(Collected data)

━━━━

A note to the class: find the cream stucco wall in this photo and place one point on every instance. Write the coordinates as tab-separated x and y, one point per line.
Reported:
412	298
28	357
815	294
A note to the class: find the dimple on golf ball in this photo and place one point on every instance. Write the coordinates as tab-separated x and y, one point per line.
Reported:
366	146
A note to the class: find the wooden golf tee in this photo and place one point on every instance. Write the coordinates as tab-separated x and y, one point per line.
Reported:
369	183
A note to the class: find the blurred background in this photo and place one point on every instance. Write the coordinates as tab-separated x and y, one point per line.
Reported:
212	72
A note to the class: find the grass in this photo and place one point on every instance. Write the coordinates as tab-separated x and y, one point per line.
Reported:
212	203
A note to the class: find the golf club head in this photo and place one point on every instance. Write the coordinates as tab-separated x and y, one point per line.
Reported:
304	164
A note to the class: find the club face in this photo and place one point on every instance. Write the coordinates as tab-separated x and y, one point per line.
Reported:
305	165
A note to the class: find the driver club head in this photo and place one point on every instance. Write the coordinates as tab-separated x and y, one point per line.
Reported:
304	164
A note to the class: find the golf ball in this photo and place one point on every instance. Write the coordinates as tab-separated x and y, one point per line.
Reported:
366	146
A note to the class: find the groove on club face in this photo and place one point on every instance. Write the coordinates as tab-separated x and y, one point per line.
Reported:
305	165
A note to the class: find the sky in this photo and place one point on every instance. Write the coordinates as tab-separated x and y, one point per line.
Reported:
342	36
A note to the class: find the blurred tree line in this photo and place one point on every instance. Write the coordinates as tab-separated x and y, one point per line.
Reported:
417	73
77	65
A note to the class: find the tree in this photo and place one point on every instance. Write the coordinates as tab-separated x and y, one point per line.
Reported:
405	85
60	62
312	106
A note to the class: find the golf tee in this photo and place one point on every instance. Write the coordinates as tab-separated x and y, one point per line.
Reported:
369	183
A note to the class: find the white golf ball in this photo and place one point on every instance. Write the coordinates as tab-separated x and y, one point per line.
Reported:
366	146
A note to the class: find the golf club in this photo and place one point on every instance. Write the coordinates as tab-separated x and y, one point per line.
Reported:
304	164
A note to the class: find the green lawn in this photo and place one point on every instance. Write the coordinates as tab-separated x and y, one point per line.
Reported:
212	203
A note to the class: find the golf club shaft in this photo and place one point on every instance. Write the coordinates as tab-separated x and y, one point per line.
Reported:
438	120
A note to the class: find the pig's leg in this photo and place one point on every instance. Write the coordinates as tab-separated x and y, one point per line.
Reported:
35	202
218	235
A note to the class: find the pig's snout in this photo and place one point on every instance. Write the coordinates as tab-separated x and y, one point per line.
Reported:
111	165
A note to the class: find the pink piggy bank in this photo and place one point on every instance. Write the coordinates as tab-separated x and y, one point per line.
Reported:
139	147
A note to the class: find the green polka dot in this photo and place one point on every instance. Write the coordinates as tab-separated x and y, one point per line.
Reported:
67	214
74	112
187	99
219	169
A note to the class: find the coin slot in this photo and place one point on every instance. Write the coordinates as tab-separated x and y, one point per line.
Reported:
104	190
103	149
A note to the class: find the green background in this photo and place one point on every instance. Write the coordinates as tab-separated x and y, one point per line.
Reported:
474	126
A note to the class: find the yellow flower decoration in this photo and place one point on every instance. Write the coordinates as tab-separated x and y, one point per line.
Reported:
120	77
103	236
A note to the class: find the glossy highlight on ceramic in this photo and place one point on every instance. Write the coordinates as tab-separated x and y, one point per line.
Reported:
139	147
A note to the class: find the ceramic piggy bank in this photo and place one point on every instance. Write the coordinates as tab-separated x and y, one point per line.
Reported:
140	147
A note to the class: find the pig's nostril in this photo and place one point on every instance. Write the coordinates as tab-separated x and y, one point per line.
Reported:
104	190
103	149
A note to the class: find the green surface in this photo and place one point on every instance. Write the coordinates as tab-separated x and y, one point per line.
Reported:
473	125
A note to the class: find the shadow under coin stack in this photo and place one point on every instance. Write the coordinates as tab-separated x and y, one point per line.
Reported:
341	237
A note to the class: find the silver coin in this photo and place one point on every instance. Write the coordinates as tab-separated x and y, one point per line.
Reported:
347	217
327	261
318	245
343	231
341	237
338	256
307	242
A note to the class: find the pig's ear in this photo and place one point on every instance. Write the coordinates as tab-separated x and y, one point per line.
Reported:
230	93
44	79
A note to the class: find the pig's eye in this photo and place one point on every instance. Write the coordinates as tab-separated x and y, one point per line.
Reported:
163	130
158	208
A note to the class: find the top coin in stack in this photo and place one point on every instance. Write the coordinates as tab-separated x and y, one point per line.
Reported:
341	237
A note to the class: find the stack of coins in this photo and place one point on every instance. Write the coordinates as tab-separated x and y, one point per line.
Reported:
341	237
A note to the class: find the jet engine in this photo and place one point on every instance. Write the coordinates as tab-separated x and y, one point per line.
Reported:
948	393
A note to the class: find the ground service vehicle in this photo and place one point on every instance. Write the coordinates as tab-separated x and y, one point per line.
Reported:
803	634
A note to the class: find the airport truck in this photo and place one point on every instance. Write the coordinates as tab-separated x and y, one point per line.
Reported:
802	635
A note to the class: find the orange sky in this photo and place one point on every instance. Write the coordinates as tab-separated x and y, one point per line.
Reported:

━━━━

## What you have to do
Copy the rows from the line containing "A note to the class: find the airport" through the last line of the rows, inclusive.

## Exercise result
A note to the class: find the airport truck in this photo and place one point on every instance. Write the coordinates as tab-separated x and y, one point per line.
Reported:
802	635
A note to the class: find the orange sky in this photo and place one point on every instance. Write the coordinates as tab-separated x and y, one point per line.
Reported:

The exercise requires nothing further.